#### Work instructions
1. In the fuseMLR text, switch "repository" to "project" and reproduce the passage from "Code to reproduce" to "and defines paths.".
2. Name every kind of multi-omics data that the fuseMLR text says is simulated for each scenario.

#### Excerpt
=-=-=-=-=

Code to reproduce results in the simulation and case study presented in the paper "fuseMLR: An R package for integrative prediction modeling of multi-omics data".
Use https://github.com/imbs-hl/fuseMLR-paper.git to clone this repository or download and save it on your local computer.
To reproduce the simulation study results, move to the directory 01-simulation-study, and perform the following steps.
Each script works on its own and needs to load init.R at the start, which
loads all necessary packages and functions and defines paths.
It is recommended to clear the workspace before running each script to avoid conflicts between objects.
The analysis follows a structured approach. First, multi-omics data—including methylation, gene expression, and protein abundance—are simulated for each scenario. We consider three scenarios based on the distribution of effects across data modalities: one with effects only in methylation, one with effects in both methylation and gene expression, and one with effects in all three modalities. We prepare data depending on the integration strategy — either late integration (fuseMLR) or early integration (Random Forest and blockForest). For each integration strategy, we train and assess the corresponding model.
The following files are located in scripts.

=-=-=-=-=

#### Raw data
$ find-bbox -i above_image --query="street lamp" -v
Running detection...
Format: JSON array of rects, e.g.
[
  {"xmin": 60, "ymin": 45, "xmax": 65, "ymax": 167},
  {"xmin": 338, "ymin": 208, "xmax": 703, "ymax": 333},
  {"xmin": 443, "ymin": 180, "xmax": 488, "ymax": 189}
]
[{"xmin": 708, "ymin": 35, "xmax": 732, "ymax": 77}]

=-=-=-=-=

#### Numbered responses
1.
Code to reproduce results in the simulation and case study presented in the paper "fuseMLR: An R package for integrative prediction modeling of multi-omics data".
Use https://github.com/imbs-hl/fuseMLR-paper.git to clone this project or download and save it on your local computer.
To reproduce the simulation study results, move to the directory 01-simulation-study, and perform the following steps.
Each script works on its own and needs to load init.R at the start, which
loads all necessary packages and functions and defines paths.

2. Methylation, gene expression, and protein abundance.